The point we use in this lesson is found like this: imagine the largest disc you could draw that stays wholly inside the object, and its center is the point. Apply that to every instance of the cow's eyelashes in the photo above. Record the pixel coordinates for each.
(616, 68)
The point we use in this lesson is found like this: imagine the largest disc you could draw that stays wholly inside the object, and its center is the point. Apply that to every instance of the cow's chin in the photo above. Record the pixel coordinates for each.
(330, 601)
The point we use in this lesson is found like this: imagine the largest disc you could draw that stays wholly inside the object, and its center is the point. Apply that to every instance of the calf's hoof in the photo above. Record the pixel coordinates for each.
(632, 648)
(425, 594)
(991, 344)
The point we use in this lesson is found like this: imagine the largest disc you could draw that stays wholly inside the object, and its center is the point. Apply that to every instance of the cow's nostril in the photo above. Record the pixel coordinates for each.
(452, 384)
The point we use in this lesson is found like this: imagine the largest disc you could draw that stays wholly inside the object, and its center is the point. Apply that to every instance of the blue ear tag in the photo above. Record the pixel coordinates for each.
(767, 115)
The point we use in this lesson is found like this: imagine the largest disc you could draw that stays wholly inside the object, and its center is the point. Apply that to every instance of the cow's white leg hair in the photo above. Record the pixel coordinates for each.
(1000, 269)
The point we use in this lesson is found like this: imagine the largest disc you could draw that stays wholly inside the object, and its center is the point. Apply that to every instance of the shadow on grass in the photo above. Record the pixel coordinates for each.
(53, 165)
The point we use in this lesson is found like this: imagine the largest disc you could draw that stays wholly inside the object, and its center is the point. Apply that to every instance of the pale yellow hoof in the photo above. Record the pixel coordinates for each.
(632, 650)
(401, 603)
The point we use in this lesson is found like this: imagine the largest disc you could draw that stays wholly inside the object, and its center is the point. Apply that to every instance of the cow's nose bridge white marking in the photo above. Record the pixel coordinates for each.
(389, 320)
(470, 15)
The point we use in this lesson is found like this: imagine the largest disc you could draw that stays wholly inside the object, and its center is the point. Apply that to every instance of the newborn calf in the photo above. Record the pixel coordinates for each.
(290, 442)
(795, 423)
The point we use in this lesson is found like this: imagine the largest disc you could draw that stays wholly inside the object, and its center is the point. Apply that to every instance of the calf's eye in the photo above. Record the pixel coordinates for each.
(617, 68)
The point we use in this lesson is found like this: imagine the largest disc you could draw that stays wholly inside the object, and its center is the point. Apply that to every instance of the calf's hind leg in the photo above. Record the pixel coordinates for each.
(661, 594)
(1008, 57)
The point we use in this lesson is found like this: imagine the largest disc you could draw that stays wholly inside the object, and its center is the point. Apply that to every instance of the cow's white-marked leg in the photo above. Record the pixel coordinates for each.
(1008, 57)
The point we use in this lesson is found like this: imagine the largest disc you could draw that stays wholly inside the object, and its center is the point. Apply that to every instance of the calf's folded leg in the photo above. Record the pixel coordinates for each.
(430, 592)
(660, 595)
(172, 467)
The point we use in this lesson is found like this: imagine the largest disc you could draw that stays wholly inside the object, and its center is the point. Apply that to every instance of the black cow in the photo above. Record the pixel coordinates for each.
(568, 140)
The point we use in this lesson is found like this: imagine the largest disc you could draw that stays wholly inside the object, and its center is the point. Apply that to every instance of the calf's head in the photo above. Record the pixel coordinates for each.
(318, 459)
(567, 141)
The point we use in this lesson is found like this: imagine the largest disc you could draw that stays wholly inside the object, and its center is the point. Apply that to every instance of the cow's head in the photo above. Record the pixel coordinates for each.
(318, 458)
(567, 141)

---+---

◆ WHAT THE TASK REQUIRES: The answer is to be the complete listing, transcribed exactly.

◆ TASK ANSWER:
The point we use in this lesson is found like this: imagine the largest disc you could draw that stays wholly inside the object, and its center is the point. Apply that to every instance of the cow's eyelashes in the photo above. Record the pixel coordinates for each.
(616, 68)
The point we use in this lesson is found like this: imagine the largest disc you could draw that stays wholly inside the object, and its center is the point. Apply that to every instance of the cow's chin in the photo above. Record the pixel coordinates for each.
(330, 601)
The point we use in this lesson is found like this: imagine the largest disc you could draw that stays wholly inside the object, and its center is the point. Apply that to every instance of the calf's hoof in the photo above. Record the pixel coordinates for each.
(632, 648)
(425, 594)
(991, 344)
The point we use in this lesson is found like this: imagine the largest disc you could draw that stays wholly inside the object, and its center is the point. Apply that to every instance of the cow's nostril in the photo above. Record the pixel coordinates for each.
(452, 384)
The point we use in this lesson is found like this: imagine the largest disc you could draw that stays wholly inside the object, and its center is the point. Apply that to every instance of the blue ear tag in the photo above. Record the pixel coordinates for each.
(767, 115)
The point we use in this lesson is found like this: imagine the largest disc you could draw that stays wholly inside the object, and its center is the point. Apply that to every instance of the cow's white leg hair in the photo above. Record the pixel coordinates for each.
(1000, 269)
The point we use in this lesson is found like this: imagine the largest disc you could draw that stays wholly inside the object, and its center is the point. Apply that to every instance of the shadow on grass in the photo above. Record the pixel coordinates for each.
(53, 165)
The point we use in this lesson is found like this: imagine the largest disc you could draw that stays wholly inside the object, and its center is the point. Apply that to every instance of the pale yellow hoof in the photo above. Record the pixel coordinates for each.
(632, 650)
(401, 603)
The point we use in this lesson is found like this: imagine the largest disc you could draw that stays wholly inside the object, and its center is the point. Apply that to every instance of the cow's nose bridge white marking in the photo above. Record the pixel coordinates for each.
(389, 320)
(470, 15)
The point we use in this lesson is found like this: imagine the largest disc you could draw that stays wholly inside the object, and its center is the point. Apply that to every instance of the newborn calf in the photo above. Record the pixel coordinates for each.
(290, 442)
(795, 423)
The point we use in this lesson is found like this: imagine the largest disc you could draw that stays wholly inside the object, and its center is the point. Apply that to every instance of the calf's eye in the photo above. Record the pixel coordinates for each.
(617, 68)
The point we use in this lesson is found like this: imagine the largest disc you could draw that stays wholly inside the object, and its center is the point. Apply that to every instance of the calf's hind leg in the photo above. Record the pixel coordinates for each.
(661, 594)
(1008, 57)
The point we use in this lesson is found like this: imagine the largest disc you could draw that stays wholly inside the object, and its center is the point. Apply that to every instance of the cow's white-marked leg in the photo above. Record the pixel coordinates for each.
(1008, 57)
The point we use in this lesson is found like this: imagine the largest disc you could draw that stays wholly inside the object, and its center is the point. Apply that to every instance of the calf's folded leg in the photo above. Record the pixel coordinates for each.
(430, 592)
(660, 595)
(172, 467)
The point we use in this lesson is found like this: imagine the largest disc you could draw that stays wholly inside the object, and its center is the point. Apply that to every instance of the black cow in the photo above. Record the pixel coordinates for each.
(568, 140)
The point we use in this lesson is found like this: imagine the largest disc you could draw that stays wholly inside the object, and its center is the point. Apply that to every instance of the calf's head in the photo above. Record the pixel coordinates for each.
(318, 459)
(567, 141)
The point we use in this lesson is found like this: imagine the largest disc you could draw that stays wholly inside the object, and its center is the point. Apply that to every instance of the cow's head in the photo above. Record the pixel coordinates for each.
(318, 458)
(567, 141)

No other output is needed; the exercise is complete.